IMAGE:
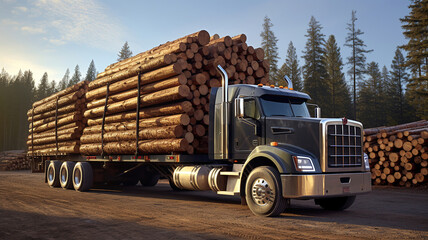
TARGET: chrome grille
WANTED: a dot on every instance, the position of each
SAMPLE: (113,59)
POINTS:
(344,146)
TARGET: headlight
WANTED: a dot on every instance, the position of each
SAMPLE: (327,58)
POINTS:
(366,162)
(303,164)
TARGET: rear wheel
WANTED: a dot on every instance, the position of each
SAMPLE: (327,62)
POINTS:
(336,203)
(263,192)
(82,176)
(66,174)
(53,173)
(149,177)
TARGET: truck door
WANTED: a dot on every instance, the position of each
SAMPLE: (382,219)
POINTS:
(246,130)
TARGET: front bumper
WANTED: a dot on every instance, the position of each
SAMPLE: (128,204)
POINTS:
(325,185)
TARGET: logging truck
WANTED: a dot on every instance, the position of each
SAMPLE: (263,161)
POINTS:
(263,146)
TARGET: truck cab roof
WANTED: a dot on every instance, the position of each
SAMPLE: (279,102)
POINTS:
(258,91)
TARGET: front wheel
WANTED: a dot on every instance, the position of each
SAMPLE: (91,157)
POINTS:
(336,203)
(263,192)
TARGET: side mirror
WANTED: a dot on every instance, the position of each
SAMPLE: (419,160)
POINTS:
(239,107)
(317,112)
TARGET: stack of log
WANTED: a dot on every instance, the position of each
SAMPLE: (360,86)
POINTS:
(174,86)
(14,160)
(398,154)
(57,122)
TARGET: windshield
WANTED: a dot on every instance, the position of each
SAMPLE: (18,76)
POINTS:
(283,106)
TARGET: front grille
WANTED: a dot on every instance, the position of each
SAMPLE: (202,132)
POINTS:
(344,146)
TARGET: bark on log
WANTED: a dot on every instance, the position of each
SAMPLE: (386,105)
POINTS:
(175,131)
(132,82)
(178,119)
(75,107)
(66,91)
(174,108)
(157,146)
(51,105)
(163,96)
(149,88)
(148,77)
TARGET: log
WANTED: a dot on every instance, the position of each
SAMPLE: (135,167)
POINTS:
(149,88)
(163,96)
(60,138)
(174,108)
(131,81)
(72,119)
(178,119)
(51,105)
(66,91)
(157,146)
(75,107)
(175,131)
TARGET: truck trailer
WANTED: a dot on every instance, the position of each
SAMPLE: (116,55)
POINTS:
(263,146)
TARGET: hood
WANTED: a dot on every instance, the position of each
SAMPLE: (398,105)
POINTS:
(289,132)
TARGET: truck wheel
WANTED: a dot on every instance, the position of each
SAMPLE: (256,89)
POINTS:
(53,173)
(336,203)
(263,192)
(130,182)
(66,174)
(149,178)
(82,176)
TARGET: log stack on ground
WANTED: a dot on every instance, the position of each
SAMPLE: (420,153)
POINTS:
(14,160)
(157,102)
(399,154)
(57,122)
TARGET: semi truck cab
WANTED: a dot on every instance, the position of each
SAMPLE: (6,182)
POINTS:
(281,152)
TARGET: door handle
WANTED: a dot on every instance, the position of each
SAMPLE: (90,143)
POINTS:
(282,130)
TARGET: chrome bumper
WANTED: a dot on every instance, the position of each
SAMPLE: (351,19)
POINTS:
(325,185)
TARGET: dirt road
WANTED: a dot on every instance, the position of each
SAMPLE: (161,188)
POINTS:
(29,209)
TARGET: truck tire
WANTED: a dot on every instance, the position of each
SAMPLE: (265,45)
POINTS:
(336,203)
(82,176)
(149,177)
(66,174)
(53,173)
(263,192)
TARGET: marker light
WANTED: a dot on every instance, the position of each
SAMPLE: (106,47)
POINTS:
(303,164)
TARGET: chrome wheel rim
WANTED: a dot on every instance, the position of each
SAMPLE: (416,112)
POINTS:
(63,175)
(77,176)
(51,174)
(262,193)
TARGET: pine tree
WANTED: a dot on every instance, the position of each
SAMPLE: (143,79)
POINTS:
(42,89)
(395,94)
(269,42)
(314,69)
(90,74)
(339,95)
(415,30)
(52,88)
(124,53)
(357,60)
(369,97)
(291,69)
(64,81)
(76,76)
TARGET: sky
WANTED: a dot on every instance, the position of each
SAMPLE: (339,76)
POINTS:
(53,35)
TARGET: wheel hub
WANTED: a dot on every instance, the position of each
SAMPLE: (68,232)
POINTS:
(262,193)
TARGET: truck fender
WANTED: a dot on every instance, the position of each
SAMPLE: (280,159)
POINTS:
(266,156)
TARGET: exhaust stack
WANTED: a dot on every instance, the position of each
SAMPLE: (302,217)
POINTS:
(225,112)
(289,83)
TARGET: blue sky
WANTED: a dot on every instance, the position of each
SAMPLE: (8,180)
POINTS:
(53,35)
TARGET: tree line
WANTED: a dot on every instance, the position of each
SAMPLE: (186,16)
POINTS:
(17,94)
(374,95)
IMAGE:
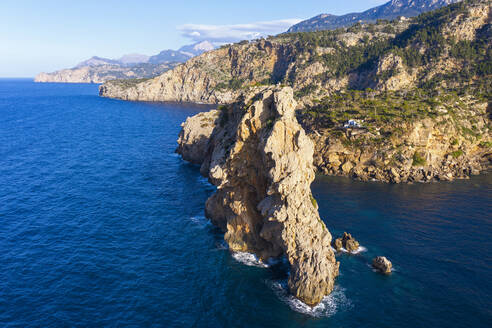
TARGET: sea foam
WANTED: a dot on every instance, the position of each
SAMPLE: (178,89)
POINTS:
(330,304)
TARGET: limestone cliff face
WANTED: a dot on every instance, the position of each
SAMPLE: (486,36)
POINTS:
(261,161)
(385,56)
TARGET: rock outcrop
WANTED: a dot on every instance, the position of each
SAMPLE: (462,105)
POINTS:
(195,135)
(104,73)
(261,161)
(347,242)
(382,264)
(424,101)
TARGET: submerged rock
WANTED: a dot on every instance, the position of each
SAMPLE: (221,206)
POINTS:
(261,161)
(346,241)
(382,264)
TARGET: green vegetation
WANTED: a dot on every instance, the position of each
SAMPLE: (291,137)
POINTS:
(313,201)
(377,109)
(486,144)
(307,90)
(418,160)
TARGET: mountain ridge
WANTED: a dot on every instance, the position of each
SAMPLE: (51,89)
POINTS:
(130,66)
(418,91)
(388,11)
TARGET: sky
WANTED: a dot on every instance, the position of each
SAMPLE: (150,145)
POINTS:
(47,35)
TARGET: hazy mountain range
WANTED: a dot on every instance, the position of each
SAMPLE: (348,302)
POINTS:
(389,10)
(165,56)
(131,66)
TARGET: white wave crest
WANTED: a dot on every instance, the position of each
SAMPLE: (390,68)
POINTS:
(327,308)
(361,249)
(250,259)
(200,220)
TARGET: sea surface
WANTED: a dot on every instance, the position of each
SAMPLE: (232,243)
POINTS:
(102,225)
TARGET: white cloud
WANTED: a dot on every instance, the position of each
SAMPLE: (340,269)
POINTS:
(235,32)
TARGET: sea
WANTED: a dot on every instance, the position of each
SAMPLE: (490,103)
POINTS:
(102,225)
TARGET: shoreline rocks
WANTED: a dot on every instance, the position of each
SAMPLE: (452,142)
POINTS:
(382,264)
(261,161)
(347,242)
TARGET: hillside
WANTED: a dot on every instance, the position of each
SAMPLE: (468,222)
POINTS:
(388,11)
(418,91)
(104,73)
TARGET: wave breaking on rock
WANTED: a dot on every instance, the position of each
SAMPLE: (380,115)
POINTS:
(261,161)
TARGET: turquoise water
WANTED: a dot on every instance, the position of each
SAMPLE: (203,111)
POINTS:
(101,225)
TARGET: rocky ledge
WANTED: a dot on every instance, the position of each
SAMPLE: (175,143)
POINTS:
(261,161)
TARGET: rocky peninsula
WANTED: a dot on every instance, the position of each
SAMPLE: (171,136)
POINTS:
(400,101)
(261,161)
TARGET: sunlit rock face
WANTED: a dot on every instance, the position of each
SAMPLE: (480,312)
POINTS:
(261,161)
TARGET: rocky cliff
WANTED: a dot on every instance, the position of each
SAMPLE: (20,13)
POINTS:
(131,66)
(261,161)
(419,89)
(104,73)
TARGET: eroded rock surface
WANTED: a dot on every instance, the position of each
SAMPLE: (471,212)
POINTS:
(261,161)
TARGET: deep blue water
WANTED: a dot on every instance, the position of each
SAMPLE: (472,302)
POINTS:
(101,225)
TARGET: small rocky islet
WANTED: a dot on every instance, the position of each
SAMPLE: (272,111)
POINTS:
(400,101)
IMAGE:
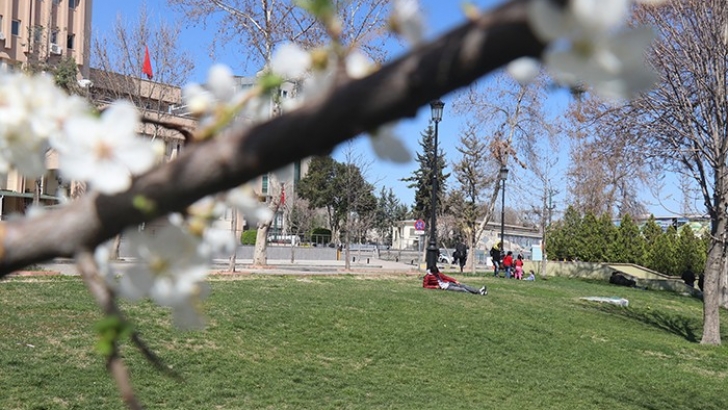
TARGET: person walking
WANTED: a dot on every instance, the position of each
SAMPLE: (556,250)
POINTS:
(461,254)
(508,264)
(495,258)
(518,273)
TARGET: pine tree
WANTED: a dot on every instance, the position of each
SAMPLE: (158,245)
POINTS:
(592,244)
(608,232)
(629,246)
(689,251)
(651,231)
(571,233)
(664,257)
(421,179)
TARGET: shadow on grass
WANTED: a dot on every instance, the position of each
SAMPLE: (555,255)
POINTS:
(679,325)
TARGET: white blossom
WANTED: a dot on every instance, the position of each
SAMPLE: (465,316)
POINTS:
(407,20)
(388,146)
(524,69)
(588,44)
(358,65)
(221,81)
(244,199)
(105,151)
(290,61)
(32,109)
(170,269)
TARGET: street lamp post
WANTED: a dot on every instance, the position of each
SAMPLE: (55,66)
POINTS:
(433,251)
(503,177)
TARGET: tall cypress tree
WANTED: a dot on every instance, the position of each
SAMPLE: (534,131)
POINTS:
(663,257)
(629,246)
(688,251)
(421,179)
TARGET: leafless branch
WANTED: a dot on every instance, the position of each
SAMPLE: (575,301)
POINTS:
(396,91)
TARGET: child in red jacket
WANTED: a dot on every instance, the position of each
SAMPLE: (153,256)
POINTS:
(436,280)
(519,267)
(508,264)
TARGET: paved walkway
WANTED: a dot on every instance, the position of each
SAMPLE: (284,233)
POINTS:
(274,267)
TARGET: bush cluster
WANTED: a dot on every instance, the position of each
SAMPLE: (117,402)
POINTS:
(598,239)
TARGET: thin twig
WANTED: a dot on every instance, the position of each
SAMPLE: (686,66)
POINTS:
(105,298)
(396,91)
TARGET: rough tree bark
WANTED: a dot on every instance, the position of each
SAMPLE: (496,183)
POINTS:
(397,90)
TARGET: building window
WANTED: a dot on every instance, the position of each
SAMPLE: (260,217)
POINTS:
(296,172)
(37,34)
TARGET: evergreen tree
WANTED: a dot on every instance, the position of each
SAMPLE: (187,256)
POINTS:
(421,179)
(651,231)
(389,211)
(592,244)
(663,256)
(571,234)
(629,246)
(608,233)
(689,251)
(555,246)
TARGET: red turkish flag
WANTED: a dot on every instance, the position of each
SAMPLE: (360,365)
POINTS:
(147,67)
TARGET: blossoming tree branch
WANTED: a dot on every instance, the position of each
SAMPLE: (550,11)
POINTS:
(584,44)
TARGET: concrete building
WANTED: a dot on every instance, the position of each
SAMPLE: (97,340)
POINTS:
(44,31)
(33,34)
(518,239)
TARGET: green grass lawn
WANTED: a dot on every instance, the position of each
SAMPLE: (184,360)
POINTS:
(371,343)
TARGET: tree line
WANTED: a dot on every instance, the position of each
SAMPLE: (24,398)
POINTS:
(590,238)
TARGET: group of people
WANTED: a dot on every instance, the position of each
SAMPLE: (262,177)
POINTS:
(512,267)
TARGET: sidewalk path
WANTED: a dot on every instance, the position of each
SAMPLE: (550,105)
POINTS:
(274,267)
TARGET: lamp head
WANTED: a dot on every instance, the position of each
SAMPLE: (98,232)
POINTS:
(503,173)
(436,106)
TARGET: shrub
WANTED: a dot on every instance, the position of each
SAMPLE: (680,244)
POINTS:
(320,235)
(248,237)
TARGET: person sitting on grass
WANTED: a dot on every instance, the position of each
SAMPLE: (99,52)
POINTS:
(434,279)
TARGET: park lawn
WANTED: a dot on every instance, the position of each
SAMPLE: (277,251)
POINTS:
(370,343)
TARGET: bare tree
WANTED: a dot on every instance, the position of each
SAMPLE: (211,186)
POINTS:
(512,114)
(257,27)
(475,172)
(359,212)
(605,172)
(683,123)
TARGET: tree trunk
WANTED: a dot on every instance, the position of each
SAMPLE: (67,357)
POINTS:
(234,228)
(260,256)
(711,288)
(347,252)
(115,248)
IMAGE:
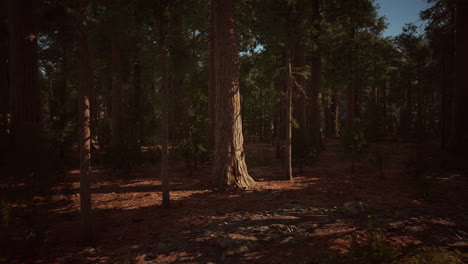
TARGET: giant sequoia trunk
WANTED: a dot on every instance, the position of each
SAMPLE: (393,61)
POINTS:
(137,84)
(24,87)
(316,83)
(85,135)
(117,101)
(4,83)
(211,84)
(164,106)
(230,170)
(459,142)
(299,100)
(288,141)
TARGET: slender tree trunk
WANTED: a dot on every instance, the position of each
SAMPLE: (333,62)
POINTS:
(85,134)
(336,116)
(230,169)
(117,101)
(316,83)
(24,83)
(4,79)
(288,147)
(164,106)
(137,101)
(211,84)
(299,94)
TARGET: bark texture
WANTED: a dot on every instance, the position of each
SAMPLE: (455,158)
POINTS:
(24,83)
(117,101)
(164,106)
(316,83)
(211,84)
(459,142)
(288,147)
(229,168)
(85,136)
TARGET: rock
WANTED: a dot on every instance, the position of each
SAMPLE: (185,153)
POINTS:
(226,242)
(353,208)
(170,245)
(149,257)
(280,228)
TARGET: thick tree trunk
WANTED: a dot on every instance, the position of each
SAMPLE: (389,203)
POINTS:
(85,135)
(459,142)
(164,107)
(211,84)
(24,83)
(230,169)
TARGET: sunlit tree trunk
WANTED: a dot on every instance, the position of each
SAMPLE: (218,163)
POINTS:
(288,141)
(211,84)
(117,101)
(137,84)
(459,141)
(230,169)
(4,80)
(24,83)
(85,134)
(164,105)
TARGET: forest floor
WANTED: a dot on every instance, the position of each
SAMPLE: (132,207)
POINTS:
(329,214)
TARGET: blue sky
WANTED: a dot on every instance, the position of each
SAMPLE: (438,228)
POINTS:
(399,12)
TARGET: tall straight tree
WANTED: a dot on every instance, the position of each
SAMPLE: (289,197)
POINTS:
(117,85)
(459,142)
(164,102)
(24,82)
(211,83)
(85,134)
(316,83)
(4,83)
(288,98)
(230,169)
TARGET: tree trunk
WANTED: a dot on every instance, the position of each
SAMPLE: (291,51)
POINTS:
(211,84)
(316,83)
(4,80)
(137,101)
(164,106)
(117,102)
(85,135)
(230,169)
(24,82)
(459,142)
(289,87)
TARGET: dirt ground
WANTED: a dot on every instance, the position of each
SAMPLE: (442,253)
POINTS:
(329,214)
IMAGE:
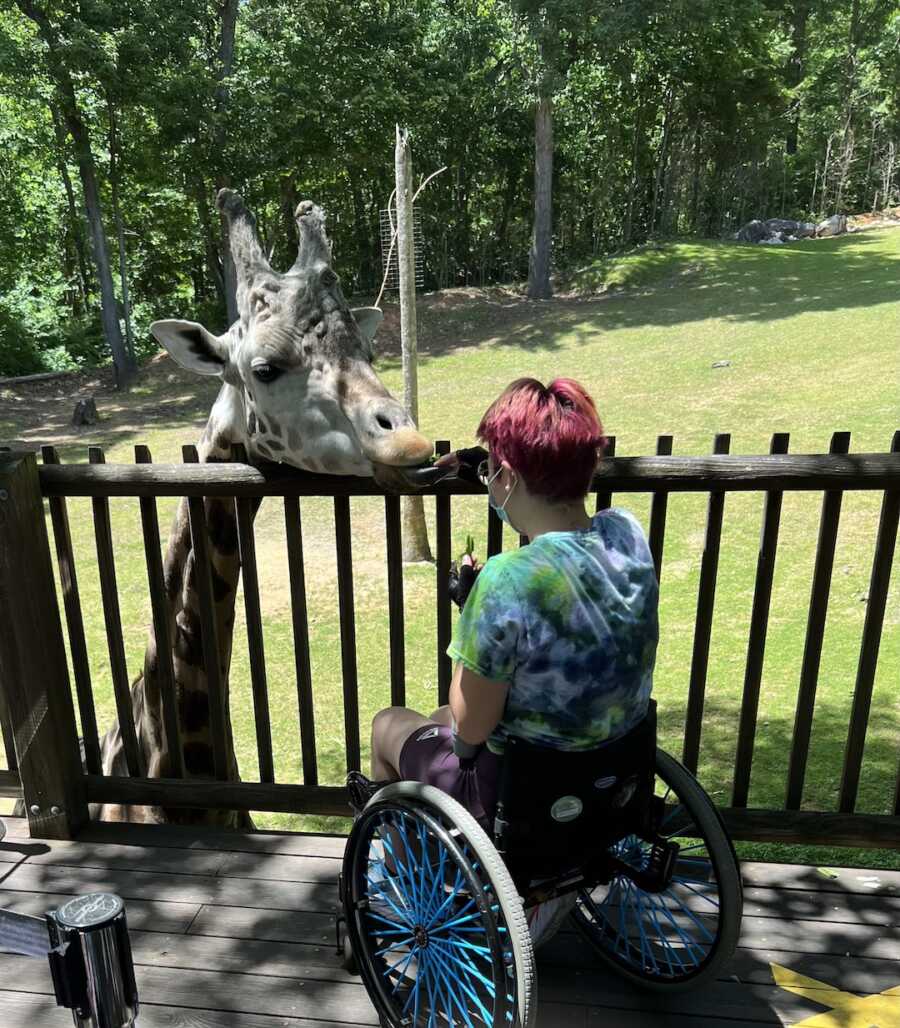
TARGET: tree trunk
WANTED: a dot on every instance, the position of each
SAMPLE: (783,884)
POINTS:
(662,156)
(539,260)
(76,226)
(796,68)
(415,531)
(225,64)
(124,366)
(214,263)
(114,170)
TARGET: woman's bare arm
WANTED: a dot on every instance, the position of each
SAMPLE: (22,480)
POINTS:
(476,703)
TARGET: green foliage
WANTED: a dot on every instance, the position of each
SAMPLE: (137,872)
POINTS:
(671,119)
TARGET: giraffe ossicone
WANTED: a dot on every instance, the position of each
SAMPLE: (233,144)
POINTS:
(298,387)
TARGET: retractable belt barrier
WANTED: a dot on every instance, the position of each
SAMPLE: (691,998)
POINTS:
(86,943)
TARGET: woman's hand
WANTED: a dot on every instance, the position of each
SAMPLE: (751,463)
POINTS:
(463,463)
(462,578)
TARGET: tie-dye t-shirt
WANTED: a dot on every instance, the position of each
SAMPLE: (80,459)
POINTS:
(571,623)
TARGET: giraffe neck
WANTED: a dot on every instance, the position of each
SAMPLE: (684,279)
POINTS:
(224,428)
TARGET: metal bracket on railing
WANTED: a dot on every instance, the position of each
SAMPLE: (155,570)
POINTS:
(86,942)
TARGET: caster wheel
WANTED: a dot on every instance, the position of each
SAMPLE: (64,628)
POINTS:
(348,961)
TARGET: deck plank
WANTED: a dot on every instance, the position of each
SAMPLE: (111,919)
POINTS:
(27,1010)
(180,888)
(150,915)
(232,929)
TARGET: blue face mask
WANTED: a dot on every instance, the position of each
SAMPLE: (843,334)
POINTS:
(500,508)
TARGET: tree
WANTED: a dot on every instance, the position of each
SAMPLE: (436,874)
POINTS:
(415,531)
(75,125)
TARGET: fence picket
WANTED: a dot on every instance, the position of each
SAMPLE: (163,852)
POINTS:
(815,633)
(161,631)
(442,525)
(244,512)
(209,633)
(658,508)
(343,540)
(758,630)
(109,592)
(299,621)
(704,620)
(74,623)
(604,497)
(393,531)
(865,677)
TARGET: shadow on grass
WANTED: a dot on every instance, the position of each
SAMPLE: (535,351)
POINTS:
(734,283)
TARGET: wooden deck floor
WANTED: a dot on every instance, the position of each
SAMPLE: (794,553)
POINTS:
(237,930)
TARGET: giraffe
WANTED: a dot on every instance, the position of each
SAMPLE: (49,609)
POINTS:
(297,387)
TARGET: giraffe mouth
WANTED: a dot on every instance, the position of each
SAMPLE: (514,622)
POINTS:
(417,477)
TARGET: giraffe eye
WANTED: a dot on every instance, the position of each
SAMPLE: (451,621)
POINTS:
(266,372)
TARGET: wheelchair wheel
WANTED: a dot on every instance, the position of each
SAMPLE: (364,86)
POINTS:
(433,917)
(679,937)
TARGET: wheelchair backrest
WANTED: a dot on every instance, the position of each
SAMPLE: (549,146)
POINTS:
(556,809)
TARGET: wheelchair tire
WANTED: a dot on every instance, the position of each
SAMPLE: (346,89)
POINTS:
(454,920)
(680,938)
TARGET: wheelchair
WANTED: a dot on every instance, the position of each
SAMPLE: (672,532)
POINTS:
(434,911)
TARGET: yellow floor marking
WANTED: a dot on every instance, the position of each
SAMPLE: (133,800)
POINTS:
(845,1008)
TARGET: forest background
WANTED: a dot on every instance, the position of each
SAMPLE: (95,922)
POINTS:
(119,119)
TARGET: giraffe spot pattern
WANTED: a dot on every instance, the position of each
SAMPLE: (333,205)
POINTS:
(188,644)
(193,708)
(222,526)
(199,759)
(221,588)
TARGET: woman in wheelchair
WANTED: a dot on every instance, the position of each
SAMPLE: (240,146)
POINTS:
(556,640)
(548,745)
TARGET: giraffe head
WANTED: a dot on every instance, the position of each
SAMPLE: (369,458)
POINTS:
(299,361)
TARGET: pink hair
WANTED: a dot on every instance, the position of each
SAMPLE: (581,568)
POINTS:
(550,435)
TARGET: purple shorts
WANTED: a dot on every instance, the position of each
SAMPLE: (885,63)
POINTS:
(428,756)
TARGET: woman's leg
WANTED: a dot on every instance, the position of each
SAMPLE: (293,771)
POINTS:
(442,717)
(391,728)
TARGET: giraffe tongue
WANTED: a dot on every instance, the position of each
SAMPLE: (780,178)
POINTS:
(421,477)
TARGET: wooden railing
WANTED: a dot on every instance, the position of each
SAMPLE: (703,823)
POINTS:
(34,677)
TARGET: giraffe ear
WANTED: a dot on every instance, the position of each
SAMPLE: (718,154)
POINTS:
(191,345)
(368,320)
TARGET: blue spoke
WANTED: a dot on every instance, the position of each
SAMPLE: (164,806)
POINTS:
(468,967)
(398,946)
(431,903)
(690,914)
(391,968)
(456,914)
(668,949)
(454,894)
(394,924)
(684,882)
(402,872)
(381,894)
(444,980)
(449,982)
(689,945)
(469,990)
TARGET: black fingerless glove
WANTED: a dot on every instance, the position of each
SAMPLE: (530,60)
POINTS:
(460,583)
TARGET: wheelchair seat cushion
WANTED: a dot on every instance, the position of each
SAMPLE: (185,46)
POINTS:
(428,757)
(556,809)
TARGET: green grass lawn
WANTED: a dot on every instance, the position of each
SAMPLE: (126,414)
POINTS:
(811,330)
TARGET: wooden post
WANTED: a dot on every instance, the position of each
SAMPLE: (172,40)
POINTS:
(415,531)
(33,669)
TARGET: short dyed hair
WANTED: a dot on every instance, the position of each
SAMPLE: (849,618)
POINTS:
(551,435)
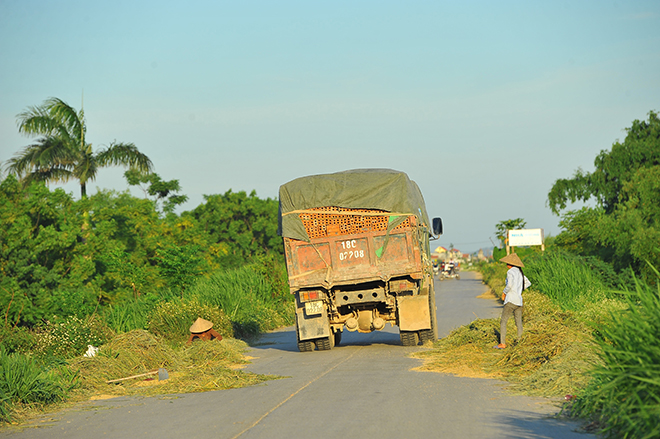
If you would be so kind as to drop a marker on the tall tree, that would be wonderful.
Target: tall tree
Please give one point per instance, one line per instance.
(624, 226)
(641, 149)
(61, 153)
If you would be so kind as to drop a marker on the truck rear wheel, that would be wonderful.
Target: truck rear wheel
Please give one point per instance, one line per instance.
(430, 334)
(337, 337)
(306, 346)
(409, 338)
(325, 343)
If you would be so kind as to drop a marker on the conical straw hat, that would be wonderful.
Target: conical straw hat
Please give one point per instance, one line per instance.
(201, 325)
(512, 259)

### PROBLEM STATEMENT
Output exactly the lines from the one containing "TARGET: wooden post" through the last line of the records above, both included, leaving out any pictures.

### FINISHED ANSWER
TARGET: wooden post
WANTED: a dot on every instance, the position of each
SAMPLE: (172,40)
POINTS:
(415,531)
(33,669)
TARGET: short dyed hair
WANTED: a dot on every instance, the position of each
SAMPLE: (849,618)
POINTS:
(551,435)
If you would be so kind as to drop a marker on the tall tree, that would be wonderful.
Target: tall tree
Please give one point per instance, one line per instance.
(624, 226)
(641, 149)
(61, 153)
If you would be so kind as to drop a marker on the truck rear wheel, that would be wonderful.
Target: truck rear wheel
Please give one point per instance, one line per instance.
(430, 334)
(337, 337)
(306, 346)
(409, 338)
(325, 343)
If you would be so kind as to drop a marker on the conical straw hat, that would be wonderful.
Target: conical straw hat
Please give one point per instance, one line per instance.
(201, 325)
(512, 259)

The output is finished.